[Opening TEXT SECTION section]
Heart risk higher in Type D personalities--study

The study, which appears in the journal ‘Circulation: Cardiovascular Quality and Outcomes,’ shows that Type D’s are 3.7 times more likely than others, to suffer heart problems.

Pessimistic, stressed-out people are more prone to heart problems. According to the findings of a new study, “distressed” people, having a personality profile known as Type D, carry thrice the risk of future heart problems, compared to more contented, optimistic people.

Worrywarts are more likely to suffer heart attack, heart failure, heart rhythm disorders, and death, than the heart patients with happier personality profiles.

Are you Type D?
So what are these Type D personalities that are more prone to cardiovascular diseases?

Type D personality was first defined in the '90s to describe someone, who is often gripped by feelings of negativity, depression, anxiety, stress, anger, and loneliness.

Such people worry too much, and often expect the worst of everything. They suffer low self-esteem and are unable to socialize much.

Type D personalities are tense, often very angry, and typically closed people, who do not share their feelings with others out of fear of rejection.

"There is a clear connection between heart risk and psychological risk factors, and those people who have this personality and lack social support have higher risk of health problems."

Twenty percent of healthy Americans fall in this ‘Type D’ category and about 50 percent of patients are ‘Type D,’ revealed study author Johan Denollet, a psychologist at Tilburg University in the Netherlands.

Type D: more heart problems
After analyzing 49 previous studies involving more than 6,000 people, Denollet and his colleagues found that heart patients, who fall in Type D category, had a greater risk of dying as compared to other personalities.

The study, which appears in the journal ‘Circulation: Cardiovascular Quality and Outcomes,’ shows that Type D’s are 3.7 times more likely than others, to suffer heart problems.

“There is a clear connection between heart risk and psychological risk factors, and those people who have this personality and lack social support have higher risk of health problems,” says Nieca Goldberg, M.D., director of the Women's Heart Program at New York University's Langone Medical Center.

Stress is the main culprit
Though this link between Type D personality and heart risk is not clearly understood, experts believe that stress hormones, if always present in your system, could lead to heart problems.

“Stress hormones and stress reactions are great in fight-or-flight -- like when a prehistoric man was being chased by a saber-toothed tiger -- but they are not so good when they flood your body 24/7,” Karol Watson, M.D., the co-director of preventive cardiology at UCLA's David Geffen School of Medicine, was quoted as saying.

Stress leads to high levels of cortisol, which may elevate blood pressure and eventually lead to chronic, artery-damaging inflammation.

Denollet says that Type D's general behavior also makes them more prone to heart problems as they are less likely to exercise, quit smoking, and are rather bad at “complying with treatment programs.”

Also, insecurity in social situations makes them shy away from seeking medical help.

Type D’s can benefit from professional help
The researchers urge such people to seek professional help.

"Type Ds need to take a more active approach toward their own health," Denollet says. "They may benefit from counseling, so that they can learn how to deal with everyday stressful situations in a more adaptive way.”
[Closing TEXT SECTION section]
[Opening EXTRACTED MATERIAL section]
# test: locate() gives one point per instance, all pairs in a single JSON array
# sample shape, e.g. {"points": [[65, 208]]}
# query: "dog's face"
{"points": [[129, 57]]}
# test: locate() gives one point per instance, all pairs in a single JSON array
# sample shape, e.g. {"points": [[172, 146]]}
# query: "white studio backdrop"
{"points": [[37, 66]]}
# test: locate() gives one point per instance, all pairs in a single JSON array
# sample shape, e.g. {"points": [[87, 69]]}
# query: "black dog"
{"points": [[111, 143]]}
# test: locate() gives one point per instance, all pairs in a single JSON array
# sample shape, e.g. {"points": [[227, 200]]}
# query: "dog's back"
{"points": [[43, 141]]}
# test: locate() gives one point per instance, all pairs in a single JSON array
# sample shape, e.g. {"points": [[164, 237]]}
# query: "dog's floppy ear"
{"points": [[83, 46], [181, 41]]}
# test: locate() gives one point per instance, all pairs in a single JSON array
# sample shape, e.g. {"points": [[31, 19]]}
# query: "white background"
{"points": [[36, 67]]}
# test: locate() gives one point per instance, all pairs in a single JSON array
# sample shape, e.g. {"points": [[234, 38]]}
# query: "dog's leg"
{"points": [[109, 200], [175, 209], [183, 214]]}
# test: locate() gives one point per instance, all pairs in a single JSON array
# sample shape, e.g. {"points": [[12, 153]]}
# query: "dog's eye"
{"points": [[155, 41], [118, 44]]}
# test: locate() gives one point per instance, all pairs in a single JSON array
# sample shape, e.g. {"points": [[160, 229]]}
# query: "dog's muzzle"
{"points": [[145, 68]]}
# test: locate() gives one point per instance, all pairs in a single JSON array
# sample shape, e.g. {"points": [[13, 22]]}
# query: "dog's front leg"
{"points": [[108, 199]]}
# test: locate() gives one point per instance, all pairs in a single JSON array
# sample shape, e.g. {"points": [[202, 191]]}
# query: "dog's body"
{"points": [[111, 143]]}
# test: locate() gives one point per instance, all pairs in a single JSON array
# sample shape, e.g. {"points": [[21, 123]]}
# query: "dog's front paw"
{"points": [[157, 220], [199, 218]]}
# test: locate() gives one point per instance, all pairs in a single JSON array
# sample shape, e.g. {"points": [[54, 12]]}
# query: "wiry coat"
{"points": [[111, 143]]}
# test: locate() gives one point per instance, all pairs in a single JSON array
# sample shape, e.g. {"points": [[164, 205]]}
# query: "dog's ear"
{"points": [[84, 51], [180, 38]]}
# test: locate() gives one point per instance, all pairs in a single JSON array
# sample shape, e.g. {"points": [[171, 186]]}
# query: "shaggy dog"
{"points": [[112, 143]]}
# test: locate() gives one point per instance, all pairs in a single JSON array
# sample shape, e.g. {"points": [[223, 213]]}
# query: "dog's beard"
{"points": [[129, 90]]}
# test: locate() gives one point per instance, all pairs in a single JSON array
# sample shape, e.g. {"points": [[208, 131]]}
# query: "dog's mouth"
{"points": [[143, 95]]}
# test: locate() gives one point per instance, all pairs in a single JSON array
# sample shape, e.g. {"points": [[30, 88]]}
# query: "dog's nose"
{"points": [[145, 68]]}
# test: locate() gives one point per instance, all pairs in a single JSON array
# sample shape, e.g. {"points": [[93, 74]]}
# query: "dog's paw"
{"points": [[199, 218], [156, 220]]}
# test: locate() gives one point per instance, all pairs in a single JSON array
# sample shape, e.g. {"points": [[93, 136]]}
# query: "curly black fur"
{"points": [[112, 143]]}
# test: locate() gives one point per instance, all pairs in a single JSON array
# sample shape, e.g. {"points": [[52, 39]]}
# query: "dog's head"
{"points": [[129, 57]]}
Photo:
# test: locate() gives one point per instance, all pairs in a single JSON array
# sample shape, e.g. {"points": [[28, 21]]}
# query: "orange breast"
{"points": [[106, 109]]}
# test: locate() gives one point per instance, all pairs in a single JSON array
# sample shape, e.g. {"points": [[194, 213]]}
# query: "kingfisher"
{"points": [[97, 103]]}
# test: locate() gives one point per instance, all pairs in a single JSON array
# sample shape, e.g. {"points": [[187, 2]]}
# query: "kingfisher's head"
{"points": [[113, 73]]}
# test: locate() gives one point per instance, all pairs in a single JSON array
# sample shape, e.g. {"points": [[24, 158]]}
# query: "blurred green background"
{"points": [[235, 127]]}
[Closing EXTRACTED MATERIAL section]
Translate this sentence from the article on Type D personality and heart risk into Spanish: "Stress leads to high levels of cortisol, which may elevate blood pressure and eventually lead to chronic, artery-damaging inflammation."

El estrés provoca niveles elevados de cortisol, que pueden aumentar la presión arterial y, con el tiempo, causar una inflamación crónica que daña las arterias.